REQUIRED WORK>
- 1) List every human need that the biodiversity passage says biological diversity is about, according to the Convention.
- 2) Render this sentence from the biodiversity passage in Spanish: "Provided we stay within these boundaries, humanity can continue to develop and thrive for generations to come."
- 3) Extend the biodiversity passage beyond its final sentence.

Having said this, the Wilderlands Foundation has been established concurrently – to directly support other environmental causes and charities. The Wilderlands Foundation owns 20% of Wilderlands.

Signed by 150 government leaders at the 1992 Rio Earth Summit, the United Nations’ Convention on Biological Diversity (CBD) is dedicated to promoting sustainable development alongside the protection of nature. 

The Convention recognises that biological diversity is about more than plants, animals and microorganisms and their ecosystems – it is about people and our need for food security, medicines, fresh air and water, shelter, and a clean and healthy environment in which to live. In July 2021, the Secretariat of the CBD released the first draft of a new global biodiversity framework, to guide action worldwide through to 2030, to preserve and protect nature and its essential services to people. 

The draft Framework comprises 21 targets and 10 ‘milestones’ proposed for 2030, enroute to ‘living in harmony with nature’ by 2050 (See Box 1). A key draft target is to ensure that 30 per cent globally of land areas and sea areas are protected – a target known as thirty by thirty or “30×30”. Its formal adoption is slated for the fifteenth meeting of the Conference to the Parties on the CBD, anticipated in late 2022.

In 2009, 28 internationally renowned scientists identified nine processes that regulate the stability and resilience of the entire planet and identified the boundaries of each which define the ‘safe operating space for humanity’. 

Provided we stay within these boundaries, humanity can continue to develop and thrive for generations to come. 

As shown in Figure 1, biodiversity loss was identified as the greatest threat, highlighting that species are becoming extinct at a rate that has not been seen since the last global mass extinction event: it is currently some 100 – 1000 times higher than what is considered a natural rate of extinction. The study noted that biodiversity loss can also have pervasive effects on how the earth system functions, and its interaction with other planetary boundaries such as increasing the vulnerability of terrestrial and aquatic ecosystems to changes in climate and ocean acidity.

The criticality of maintaining biodiversity has also been recognised economically, with the World Economic Forum’s 2022 Global Risk Report listing biodiversity loss and ecosystem collapse as one of the top three risks for the next ten years.

THE DATA>

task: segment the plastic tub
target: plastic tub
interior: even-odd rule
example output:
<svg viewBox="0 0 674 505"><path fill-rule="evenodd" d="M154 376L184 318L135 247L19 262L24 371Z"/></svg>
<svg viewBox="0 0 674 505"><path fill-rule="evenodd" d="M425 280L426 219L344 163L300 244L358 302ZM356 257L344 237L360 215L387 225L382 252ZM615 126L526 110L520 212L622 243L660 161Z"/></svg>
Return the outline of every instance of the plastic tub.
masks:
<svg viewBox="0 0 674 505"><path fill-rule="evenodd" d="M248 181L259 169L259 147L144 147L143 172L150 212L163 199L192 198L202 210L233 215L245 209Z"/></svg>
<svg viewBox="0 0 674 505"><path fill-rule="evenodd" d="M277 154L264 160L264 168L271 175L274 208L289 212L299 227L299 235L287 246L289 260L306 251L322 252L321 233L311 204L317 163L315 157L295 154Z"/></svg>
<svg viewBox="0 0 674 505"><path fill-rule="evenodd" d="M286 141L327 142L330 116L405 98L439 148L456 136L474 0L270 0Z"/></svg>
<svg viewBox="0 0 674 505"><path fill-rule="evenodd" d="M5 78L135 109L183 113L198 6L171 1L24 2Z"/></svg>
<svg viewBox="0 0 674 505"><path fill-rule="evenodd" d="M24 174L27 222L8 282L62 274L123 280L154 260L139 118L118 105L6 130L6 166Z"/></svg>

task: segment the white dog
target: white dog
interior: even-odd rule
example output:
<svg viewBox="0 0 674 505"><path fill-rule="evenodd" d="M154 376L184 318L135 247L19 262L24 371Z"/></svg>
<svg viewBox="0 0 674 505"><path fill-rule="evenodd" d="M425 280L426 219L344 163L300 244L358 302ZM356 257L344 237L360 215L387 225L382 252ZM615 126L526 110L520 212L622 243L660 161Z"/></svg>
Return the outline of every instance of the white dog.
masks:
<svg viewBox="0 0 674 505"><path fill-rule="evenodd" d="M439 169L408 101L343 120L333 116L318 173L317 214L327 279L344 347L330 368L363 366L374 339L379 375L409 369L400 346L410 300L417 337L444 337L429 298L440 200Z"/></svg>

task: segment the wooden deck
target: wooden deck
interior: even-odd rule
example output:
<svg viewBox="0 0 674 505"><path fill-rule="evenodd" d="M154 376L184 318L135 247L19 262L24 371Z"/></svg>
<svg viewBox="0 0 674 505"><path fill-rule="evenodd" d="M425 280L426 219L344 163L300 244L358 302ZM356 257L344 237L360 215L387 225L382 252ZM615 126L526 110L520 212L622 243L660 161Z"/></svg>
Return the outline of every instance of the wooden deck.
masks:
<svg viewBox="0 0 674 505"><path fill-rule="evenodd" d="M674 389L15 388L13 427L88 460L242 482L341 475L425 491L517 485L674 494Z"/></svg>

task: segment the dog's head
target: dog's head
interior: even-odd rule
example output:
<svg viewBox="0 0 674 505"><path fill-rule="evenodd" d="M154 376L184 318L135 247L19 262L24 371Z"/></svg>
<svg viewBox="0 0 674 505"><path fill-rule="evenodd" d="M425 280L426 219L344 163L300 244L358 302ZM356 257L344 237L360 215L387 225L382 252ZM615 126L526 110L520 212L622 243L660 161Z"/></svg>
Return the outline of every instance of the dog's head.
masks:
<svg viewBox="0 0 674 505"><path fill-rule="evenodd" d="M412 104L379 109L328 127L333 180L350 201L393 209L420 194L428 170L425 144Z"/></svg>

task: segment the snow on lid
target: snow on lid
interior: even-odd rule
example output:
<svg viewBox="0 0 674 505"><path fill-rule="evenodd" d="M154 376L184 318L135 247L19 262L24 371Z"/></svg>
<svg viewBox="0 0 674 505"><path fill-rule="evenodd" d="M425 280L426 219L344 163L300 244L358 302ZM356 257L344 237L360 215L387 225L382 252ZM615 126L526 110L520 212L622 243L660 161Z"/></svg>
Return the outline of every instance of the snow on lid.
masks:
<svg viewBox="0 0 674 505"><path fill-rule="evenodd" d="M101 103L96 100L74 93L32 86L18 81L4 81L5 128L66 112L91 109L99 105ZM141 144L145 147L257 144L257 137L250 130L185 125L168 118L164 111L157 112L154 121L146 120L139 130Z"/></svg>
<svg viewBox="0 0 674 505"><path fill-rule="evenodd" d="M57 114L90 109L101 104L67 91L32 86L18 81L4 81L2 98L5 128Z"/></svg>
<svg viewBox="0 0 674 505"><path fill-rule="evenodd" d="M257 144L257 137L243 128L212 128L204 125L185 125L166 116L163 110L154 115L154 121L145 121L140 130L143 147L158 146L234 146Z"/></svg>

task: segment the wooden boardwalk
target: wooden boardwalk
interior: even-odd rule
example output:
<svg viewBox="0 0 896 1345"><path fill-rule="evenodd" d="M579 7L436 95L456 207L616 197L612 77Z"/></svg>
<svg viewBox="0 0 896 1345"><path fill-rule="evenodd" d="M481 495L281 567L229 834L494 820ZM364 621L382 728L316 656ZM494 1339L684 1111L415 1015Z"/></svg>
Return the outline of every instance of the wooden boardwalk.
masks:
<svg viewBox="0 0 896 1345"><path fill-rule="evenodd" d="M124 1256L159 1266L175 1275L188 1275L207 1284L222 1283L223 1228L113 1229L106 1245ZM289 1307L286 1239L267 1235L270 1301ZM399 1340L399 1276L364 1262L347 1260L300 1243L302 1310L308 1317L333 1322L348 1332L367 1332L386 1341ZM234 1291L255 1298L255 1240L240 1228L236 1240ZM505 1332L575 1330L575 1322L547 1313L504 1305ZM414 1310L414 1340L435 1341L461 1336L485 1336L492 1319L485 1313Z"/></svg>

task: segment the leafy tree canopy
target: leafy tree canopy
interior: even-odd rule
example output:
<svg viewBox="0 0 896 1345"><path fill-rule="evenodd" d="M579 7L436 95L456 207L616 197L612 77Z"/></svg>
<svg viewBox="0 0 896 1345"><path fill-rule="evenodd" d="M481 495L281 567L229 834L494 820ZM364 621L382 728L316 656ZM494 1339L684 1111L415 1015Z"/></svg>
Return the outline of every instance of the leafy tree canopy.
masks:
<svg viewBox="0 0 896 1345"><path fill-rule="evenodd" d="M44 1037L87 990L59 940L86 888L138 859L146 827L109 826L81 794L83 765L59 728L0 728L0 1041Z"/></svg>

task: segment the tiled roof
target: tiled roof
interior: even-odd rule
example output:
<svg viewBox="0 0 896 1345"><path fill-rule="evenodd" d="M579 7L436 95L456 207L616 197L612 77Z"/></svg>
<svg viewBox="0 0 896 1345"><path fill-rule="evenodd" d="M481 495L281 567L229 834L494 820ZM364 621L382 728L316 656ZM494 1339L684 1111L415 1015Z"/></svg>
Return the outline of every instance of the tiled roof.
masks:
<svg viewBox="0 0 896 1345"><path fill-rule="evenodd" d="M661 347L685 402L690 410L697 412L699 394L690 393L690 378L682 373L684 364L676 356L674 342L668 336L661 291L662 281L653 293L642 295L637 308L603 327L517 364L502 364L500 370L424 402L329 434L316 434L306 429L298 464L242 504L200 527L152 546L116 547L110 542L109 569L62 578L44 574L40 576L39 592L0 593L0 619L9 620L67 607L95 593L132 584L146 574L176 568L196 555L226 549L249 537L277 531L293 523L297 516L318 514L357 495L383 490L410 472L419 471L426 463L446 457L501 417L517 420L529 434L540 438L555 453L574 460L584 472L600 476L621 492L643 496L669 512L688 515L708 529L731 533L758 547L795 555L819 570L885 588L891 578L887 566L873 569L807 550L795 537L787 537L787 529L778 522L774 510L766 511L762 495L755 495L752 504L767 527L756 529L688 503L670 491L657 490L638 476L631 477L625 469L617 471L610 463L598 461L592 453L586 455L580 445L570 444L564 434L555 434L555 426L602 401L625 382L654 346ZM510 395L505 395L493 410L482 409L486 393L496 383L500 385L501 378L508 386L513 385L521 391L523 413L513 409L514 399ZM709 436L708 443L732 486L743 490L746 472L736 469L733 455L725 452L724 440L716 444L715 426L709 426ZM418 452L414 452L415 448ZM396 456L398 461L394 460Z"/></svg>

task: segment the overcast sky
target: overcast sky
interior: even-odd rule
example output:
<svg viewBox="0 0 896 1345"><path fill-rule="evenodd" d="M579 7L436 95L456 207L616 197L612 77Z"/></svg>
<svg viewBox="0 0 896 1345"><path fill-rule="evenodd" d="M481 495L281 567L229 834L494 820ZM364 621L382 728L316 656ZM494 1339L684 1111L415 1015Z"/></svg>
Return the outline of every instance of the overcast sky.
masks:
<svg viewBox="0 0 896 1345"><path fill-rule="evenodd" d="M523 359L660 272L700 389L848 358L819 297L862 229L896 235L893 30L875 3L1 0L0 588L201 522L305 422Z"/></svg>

ANSWERS PER TASK>
- 1)
- food security
- medicines
- fresh air and water
- shelter
- a clean and healthy environment in which to live

- 2) Siempre que nos mantengamos dentro de estos límites, la humanidad podrá seguir desarrollándose y prosperando durante las generaciones venideras.

- 3)
Nine Planetary Boundaries

Australia’s biodiversity is of global importance, recognised as mega-diverse due to both its richness and its uniqueness. It is estimated that Australia is home to as many as 560,000 species, many of which are found nowhere else on Earth, while between seven and ten per cent of all species globally are found in Australia. 

The Australian environment has substantially changed since European settlement, attributed to the introduction of novel species (e.g. weeds, cane toads, predators such as cats and foxes), the clearance of native vegetation for agriculture and urban development, widespread grazing by hooved animals, disease (such as the root rot fungus, Phytophthora cinnamomi) and altered fire regimes. 

Feral predators such as cats and foxes have decimated many small mammal and bird populations, while habitat loss and land clearing continue to be a leading factor adding to Australia’s list of threatened species of which there are almost 2,000 formally listed.

Australia’s Strategy for Nature 2019-2030 has established three broad goals: Connect all Australians with nature, care for nature in all its diversity, and share and build knowledge. Contributing to these goals is an objective to improve the conservation management of Australia’s landscapes, waterways, wetlands and seascapes – including an increase in the number and extent of significant ecosystems and threatened species protected. In Australia, around 20 per cent of land is formally protected – so some good progress towards “30 by 30” – but more is needed with regard to both absolute area and with geospatial strategy in mind. 

Alarmingly, a 2021 report from the World Wide Fund for Nature lists eastern Australia among 24 global deforestation fronts – alongside the Amazon, Borneo and Congo Basin – and Australia is the only developed nation represented on the list.